In respect of individual incentive awards from the Profit Pool, employees are measured against;

 

 

achievement of their individual objectives, and

 

demonstration of the above behavioural competencies.

 

This is a ‘guidance based’ approach with no specific rules constraining line manager discretion. Final decision-making and approval of individual awards is held by department leadership. The CEO and Global Head of Total Rewards review department outcomes, including a gender pay view, and provide oversight and direction as needed.

 

 

o

The Remuneration Review Committee (the “RRC”) reviews individual incentive remuneration in the context of material risk events, conduct and behaviours and may recommend an adjustment to individual incentive awards based on this review.

 

o

The RRC also reviews remuneration proposals relating to individuals identified as Code Staff under the MIFIDPRU, AIFMD and UCITS Remuneration Codes.

▶ Written task 1
Rewrite the section of the records below that opens with the line containing "Every instance of the white wall" and runs through the final line of the records as a numbered list, omitting any blank lines.

▶ Supplied records
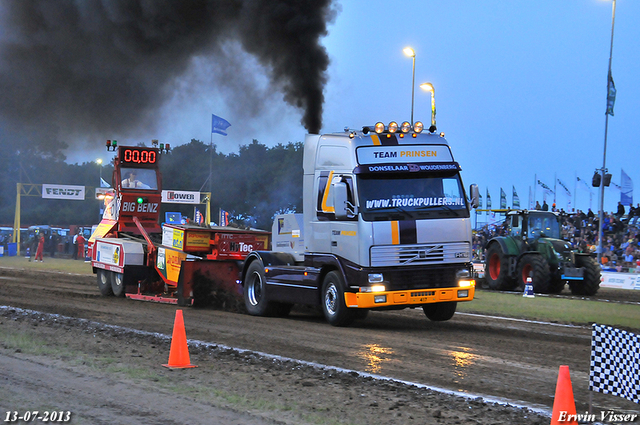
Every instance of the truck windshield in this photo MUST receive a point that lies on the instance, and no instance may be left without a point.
(400, 197)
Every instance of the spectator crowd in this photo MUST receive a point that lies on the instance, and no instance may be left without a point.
(621, 235)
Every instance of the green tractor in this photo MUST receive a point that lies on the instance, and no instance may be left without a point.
(533, 248)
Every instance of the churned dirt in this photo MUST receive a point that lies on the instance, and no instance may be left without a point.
(65, 348)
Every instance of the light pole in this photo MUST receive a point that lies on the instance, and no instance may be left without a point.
(409, 52)
(609, 111)
(429, 87)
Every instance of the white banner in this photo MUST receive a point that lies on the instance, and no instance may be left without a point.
(403, 154)
(180, 197)
(620, 280)
(61, 191)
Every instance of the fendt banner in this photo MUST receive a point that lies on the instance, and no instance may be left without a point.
(61, 191)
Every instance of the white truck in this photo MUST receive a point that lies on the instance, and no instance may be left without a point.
(385, 226)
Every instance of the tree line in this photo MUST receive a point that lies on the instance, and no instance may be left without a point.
(252, 185)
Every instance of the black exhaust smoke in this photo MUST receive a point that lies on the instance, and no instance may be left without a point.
(106, 65)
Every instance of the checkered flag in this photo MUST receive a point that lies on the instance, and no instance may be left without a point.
(615, 362)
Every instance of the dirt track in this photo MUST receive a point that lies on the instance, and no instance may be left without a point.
(470, 354)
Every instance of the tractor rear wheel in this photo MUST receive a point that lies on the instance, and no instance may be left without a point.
(496, 269)
(439, 312)
(117, 284)
(536, 267)
(590, 283)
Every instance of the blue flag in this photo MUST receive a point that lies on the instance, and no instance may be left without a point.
(219, 125)
(626, 189)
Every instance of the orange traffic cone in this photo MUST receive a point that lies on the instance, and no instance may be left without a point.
(564, 406)
(179, 352)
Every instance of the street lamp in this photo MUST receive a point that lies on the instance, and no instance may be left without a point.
(429, 87)
(409, 52)
(99, 162)
(609, 111)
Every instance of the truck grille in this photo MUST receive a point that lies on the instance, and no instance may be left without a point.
(415, 255)
(437, 277)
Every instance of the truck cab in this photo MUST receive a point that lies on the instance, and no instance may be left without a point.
(385, 225)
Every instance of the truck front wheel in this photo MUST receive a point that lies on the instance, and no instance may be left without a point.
(333, 305)
(439, 312)
(104, 282)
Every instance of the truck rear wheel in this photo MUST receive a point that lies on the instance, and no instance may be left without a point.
(104, 282)
(117, 284)
(497, 269)
(439, 312)
(590, 283)
(255, 291)
(333, 305)
(536, 266)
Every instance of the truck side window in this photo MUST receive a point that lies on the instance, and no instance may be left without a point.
(515, 226)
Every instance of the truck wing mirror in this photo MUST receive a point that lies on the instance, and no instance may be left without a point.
(340, 200)
(474, 192)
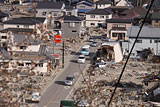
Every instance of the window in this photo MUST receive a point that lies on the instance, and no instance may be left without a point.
(82, 7)
(114, 35)
(74, 31)
(156, 41)
(107, 17)
(139, 41)
(23, 47)
(54, 14)
(21, 64)
(26, 26)
(69, 13)
(4, 37)
(150, 41)
(44, 13)
(92, 24)
(71, 24)
(101, 17)
(92, 16)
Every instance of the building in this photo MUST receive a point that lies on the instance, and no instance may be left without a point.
(148, 38)
(124, 3)
(71, 26)
(102, 4)
(117, 28)
(97, 17)
(53, 8)
(25, 22)
(84, 7)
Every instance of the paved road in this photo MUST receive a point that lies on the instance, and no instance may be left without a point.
(57, 90)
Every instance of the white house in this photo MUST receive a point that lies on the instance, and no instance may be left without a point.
(124, 3)
(102, 4)
(148, 38)
(25, 22)
(97, 17)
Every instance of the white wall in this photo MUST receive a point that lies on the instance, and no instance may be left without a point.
(96, 20)
(139, 46)
(5, 26)
(103, 6)
(32, 48)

▶ Written task 2
Reproduce the passage on individual incentive awards above in full, without any changes.

▶ Correct answer 1
1. Every instance of the white wall in this photo MUST receive a point that lies on the instance, and no instance may be left without a point.
2. (96, 20)
3. (139, 46)
4. (5, 26)
5. (103, 6)
6. (32, 48)

▶ Correct answer 2
In respect of individual incentive awards from the Profit Pool, employees are measured against;

 

 

achievement of their individual objectives, and

 

demonstration of the above behavioural competencies.

 

This is a ‘guidance based’ approach with no specific rules constraining line manager discretion. Final decision-making and approval of individual awards is held by department leadership. The CEO and Global Head of Total Rewards review department outcomes, including a gender pay view, and provide oversight and direction as needed.

 

 

o

The Remuneration Review Committee (the “RRC”) reviews individual incentive remuneration in the context of material risk events, conduct and behaviours and may recommend an adjustment to individual incentive awards based on this review.

 

o

The RRC also reviews remuneration proposals relating to individuals identified as Code Staff under the MIFIDPRU, AIFMD and UCITS Remuneration Codes.